Instruction for the data below: set down exactly the lines from the line with "x=420, y=196" to the line with "x=429, y=235", inclusive, and no others.
[Opening RECORDS section]
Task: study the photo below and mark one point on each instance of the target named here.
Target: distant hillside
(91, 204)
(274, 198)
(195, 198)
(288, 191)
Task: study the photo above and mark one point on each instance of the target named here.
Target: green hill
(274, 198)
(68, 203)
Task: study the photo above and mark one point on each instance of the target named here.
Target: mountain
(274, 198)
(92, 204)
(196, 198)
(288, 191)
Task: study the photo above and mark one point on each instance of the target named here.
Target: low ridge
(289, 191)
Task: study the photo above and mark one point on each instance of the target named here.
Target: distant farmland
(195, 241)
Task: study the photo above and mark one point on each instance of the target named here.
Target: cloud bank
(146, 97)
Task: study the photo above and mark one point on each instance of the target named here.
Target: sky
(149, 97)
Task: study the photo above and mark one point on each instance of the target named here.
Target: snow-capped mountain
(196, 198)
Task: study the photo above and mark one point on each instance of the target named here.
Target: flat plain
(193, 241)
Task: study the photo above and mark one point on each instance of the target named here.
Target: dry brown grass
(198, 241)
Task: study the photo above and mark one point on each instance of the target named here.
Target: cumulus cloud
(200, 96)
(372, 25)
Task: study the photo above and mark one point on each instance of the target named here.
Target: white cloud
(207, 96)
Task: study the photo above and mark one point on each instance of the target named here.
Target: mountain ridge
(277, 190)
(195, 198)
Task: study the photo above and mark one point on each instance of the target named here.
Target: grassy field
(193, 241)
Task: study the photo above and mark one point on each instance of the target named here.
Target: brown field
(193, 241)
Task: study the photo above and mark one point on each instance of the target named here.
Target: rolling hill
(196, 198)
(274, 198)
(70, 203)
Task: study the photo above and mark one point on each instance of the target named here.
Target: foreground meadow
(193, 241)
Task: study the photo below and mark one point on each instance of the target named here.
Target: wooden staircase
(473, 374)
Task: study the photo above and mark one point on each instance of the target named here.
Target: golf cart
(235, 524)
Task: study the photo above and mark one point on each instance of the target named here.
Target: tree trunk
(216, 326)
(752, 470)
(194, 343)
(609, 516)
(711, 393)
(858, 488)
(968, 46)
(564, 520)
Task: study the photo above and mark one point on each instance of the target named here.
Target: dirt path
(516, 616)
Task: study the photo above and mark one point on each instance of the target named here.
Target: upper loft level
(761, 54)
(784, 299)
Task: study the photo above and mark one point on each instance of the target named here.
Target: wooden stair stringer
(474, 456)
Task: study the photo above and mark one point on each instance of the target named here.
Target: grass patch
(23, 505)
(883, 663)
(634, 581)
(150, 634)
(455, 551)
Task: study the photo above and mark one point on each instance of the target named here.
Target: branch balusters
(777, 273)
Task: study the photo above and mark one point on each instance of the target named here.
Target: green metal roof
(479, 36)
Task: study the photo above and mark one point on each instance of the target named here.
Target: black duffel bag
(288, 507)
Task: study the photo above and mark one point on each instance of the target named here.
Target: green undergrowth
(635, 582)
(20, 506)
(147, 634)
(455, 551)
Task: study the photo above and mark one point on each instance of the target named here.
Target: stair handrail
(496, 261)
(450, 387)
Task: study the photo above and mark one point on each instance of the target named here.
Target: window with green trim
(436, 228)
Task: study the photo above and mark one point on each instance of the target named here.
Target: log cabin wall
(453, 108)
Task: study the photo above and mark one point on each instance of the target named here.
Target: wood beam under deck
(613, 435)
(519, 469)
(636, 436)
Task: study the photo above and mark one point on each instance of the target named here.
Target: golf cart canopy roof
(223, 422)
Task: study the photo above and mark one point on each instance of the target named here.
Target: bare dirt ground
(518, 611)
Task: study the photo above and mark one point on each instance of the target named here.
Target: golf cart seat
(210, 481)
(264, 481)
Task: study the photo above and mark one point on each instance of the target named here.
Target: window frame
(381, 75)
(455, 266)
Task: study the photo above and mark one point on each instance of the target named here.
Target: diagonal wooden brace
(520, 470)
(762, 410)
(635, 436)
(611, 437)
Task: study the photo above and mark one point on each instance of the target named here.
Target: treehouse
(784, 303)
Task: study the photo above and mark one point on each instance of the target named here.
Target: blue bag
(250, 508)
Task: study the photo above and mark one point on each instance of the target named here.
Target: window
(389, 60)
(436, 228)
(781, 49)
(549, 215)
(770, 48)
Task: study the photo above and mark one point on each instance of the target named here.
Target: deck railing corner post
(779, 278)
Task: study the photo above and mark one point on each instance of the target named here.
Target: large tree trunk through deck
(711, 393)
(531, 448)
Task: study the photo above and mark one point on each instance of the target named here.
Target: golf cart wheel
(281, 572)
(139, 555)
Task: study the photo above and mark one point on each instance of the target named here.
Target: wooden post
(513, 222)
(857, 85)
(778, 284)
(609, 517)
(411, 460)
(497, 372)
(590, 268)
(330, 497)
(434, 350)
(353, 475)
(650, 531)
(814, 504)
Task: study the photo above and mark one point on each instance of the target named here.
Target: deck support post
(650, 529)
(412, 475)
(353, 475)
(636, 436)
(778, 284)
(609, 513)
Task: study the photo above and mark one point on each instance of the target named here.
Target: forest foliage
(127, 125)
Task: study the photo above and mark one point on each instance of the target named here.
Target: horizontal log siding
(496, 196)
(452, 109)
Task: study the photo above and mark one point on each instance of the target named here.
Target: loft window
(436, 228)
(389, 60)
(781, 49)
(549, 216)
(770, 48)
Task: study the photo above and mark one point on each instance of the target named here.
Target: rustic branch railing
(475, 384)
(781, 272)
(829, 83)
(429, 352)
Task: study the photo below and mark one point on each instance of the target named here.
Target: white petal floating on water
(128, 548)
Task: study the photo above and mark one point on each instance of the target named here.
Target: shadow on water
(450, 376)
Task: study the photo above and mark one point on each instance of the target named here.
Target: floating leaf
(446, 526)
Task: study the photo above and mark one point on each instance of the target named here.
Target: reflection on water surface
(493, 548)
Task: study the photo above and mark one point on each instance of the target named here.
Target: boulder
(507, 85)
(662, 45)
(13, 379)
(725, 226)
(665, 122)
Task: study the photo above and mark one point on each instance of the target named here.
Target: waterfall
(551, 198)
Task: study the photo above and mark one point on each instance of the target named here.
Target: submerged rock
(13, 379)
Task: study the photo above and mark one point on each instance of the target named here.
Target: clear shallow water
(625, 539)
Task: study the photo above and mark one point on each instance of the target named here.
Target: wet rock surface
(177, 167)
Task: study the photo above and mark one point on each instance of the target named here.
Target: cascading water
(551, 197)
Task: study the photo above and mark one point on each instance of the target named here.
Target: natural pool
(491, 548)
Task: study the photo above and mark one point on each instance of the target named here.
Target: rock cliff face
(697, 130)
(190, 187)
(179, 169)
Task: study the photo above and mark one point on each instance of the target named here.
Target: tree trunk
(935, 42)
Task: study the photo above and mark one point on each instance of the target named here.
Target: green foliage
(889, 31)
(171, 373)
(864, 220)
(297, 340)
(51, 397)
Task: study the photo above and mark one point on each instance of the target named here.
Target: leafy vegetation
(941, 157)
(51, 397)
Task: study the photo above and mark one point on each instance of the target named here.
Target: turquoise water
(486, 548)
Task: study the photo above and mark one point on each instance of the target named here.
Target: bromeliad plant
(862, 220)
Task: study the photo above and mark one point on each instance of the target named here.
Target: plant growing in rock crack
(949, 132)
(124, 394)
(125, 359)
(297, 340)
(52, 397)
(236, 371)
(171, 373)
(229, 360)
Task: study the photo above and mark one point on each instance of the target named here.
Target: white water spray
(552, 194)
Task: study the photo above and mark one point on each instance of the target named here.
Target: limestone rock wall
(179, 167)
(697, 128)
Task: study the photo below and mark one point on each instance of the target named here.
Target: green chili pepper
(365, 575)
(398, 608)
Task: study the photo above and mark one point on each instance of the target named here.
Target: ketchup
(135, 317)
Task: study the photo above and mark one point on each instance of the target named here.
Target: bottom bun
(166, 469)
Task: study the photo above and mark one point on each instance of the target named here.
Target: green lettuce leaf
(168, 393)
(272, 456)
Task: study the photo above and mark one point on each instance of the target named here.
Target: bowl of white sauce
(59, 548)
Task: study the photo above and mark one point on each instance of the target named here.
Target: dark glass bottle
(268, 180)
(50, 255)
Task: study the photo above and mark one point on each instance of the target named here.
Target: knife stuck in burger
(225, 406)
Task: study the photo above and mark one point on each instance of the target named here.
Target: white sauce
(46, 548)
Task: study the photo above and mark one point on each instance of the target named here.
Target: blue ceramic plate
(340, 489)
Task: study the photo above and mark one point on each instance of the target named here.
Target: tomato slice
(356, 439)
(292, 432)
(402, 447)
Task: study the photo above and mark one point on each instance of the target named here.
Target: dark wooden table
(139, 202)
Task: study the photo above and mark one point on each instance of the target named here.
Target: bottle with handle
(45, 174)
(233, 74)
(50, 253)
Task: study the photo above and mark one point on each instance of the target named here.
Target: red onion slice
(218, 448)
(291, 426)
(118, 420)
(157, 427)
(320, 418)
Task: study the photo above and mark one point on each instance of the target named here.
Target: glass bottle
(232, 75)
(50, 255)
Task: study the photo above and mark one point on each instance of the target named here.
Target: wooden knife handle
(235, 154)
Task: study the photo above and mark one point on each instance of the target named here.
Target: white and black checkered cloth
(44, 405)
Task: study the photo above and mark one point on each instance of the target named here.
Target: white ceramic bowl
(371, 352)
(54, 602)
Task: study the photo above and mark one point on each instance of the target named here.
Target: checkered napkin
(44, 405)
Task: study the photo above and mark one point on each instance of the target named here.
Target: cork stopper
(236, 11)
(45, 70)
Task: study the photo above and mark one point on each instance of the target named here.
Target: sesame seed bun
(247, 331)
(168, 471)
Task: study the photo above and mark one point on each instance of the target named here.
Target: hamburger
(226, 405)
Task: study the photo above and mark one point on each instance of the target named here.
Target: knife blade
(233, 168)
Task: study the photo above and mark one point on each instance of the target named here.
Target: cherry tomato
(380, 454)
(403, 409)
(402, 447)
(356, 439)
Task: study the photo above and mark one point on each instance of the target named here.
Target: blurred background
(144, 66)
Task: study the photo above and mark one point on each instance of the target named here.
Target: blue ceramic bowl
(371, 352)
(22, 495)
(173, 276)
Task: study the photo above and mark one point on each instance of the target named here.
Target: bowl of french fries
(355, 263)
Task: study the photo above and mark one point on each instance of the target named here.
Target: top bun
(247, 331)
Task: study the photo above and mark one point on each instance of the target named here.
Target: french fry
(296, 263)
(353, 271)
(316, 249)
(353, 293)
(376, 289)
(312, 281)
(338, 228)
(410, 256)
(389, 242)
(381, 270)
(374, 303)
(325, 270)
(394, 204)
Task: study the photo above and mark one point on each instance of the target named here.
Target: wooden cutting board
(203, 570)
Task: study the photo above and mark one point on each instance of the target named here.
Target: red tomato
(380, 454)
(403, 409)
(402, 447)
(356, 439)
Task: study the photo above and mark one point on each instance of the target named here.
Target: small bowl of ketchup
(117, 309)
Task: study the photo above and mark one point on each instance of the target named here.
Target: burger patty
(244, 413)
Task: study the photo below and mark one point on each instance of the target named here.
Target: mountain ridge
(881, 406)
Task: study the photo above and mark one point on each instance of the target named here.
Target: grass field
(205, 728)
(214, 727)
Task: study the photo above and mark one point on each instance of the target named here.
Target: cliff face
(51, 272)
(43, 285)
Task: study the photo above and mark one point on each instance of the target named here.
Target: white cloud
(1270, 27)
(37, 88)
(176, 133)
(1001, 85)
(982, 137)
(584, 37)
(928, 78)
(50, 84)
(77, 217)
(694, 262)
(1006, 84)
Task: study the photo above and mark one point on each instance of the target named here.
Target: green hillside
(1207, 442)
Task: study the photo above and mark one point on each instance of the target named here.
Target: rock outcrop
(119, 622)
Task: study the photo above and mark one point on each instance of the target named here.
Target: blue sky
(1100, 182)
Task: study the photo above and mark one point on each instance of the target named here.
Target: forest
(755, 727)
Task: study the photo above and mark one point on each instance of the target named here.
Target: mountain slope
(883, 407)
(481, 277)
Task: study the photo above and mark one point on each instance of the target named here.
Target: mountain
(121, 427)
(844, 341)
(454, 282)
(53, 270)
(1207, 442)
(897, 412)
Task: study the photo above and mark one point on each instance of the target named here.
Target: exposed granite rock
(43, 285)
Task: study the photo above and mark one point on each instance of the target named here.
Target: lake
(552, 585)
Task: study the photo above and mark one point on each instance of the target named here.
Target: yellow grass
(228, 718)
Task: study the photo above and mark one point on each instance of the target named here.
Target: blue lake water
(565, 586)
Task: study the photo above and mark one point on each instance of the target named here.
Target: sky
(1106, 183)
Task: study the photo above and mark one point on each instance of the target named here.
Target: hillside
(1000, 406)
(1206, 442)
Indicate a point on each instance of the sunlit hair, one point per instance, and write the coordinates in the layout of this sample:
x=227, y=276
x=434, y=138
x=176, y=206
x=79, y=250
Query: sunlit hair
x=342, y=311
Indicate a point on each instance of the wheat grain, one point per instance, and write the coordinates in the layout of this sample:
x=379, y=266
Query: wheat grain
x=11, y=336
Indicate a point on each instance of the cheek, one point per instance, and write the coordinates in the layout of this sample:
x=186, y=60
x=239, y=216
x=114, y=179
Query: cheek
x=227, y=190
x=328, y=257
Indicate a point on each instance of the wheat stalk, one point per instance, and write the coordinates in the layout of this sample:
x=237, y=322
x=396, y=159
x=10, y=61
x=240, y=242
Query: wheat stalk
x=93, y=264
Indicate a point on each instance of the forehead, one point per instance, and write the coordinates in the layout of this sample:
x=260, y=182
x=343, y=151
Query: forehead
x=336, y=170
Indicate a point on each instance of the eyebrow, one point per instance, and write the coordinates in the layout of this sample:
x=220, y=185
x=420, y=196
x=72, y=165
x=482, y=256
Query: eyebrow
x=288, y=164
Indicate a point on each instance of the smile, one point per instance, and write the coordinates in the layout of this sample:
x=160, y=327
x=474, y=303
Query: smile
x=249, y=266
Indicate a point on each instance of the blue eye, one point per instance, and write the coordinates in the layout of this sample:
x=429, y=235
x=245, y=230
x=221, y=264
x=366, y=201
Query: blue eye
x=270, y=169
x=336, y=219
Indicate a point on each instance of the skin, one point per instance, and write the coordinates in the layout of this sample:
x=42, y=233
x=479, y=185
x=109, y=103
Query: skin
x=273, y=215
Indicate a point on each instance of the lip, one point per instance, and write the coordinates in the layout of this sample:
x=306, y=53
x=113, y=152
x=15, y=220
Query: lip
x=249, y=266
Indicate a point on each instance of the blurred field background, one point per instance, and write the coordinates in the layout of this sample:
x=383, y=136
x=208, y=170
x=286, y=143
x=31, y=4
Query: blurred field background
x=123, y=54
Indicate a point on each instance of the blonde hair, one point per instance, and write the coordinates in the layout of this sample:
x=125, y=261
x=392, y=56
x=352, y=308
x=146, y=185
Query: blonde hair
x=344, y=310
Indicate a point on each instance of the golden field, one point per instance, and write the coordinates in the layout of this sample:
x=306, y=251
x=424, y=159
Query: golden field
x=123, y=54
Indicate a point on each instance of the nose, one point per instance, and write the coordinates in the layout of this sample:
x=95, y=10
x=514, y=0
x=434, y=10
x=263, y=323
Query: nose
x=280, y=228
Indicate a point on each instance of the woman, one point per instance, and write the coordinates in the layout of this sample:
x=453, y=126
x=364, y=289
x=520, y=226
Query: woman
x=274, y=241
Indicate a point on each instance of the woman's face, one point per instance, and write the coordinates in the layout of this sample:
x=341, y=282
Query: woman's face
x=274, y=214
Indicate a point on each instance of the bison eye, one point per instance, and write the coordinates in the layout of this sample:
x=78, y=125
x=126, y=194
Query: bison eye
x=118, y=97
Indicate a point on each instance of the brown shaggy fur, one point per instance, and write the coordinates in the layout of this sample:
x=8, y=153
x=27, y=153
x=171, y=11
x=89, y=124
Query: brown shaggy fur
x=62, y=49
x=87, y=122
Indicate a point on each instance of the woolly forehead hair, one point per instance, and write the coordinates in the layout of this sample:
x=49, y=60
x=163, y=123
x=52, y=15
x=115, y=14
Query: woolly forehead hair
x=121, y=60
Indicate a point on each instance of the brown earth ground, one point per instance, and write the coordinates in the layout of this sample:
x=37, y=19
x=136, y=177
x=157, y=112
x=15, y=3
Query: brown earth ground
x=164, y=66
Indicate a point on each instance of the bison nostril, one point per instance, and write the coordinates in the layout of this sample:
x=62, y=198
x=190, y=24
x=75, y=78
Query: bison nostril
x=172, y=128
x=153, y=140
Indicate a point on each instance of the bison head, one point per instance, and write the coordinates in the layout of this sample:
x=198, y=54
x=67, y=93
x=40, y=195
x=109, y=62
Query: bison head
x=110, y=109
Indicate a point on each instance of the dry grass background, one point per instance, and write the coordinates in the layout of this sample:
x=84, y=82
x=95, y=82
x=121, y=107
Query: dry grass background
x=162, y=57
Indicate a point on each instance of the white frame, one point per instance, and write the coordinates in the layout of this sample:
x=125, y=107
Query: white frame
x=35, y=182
[Closing RECORDS section]
## ANSWER FOR THIS EXERCISE
x=420, y=196
x=72, y=165
x=482, y=256
Query: eyebrow
x=288, y=164
Indicate a point on each instance of the smile, one point per instance, and write the coordinates in the layout of this sample:
x=160, y=327
x=474, y=303
Query: smile
x=249, y=266
Indicate a point on each instance of the blue eye, one point per instance, and write the coordinates in the layout of this sample:
x=429, y=235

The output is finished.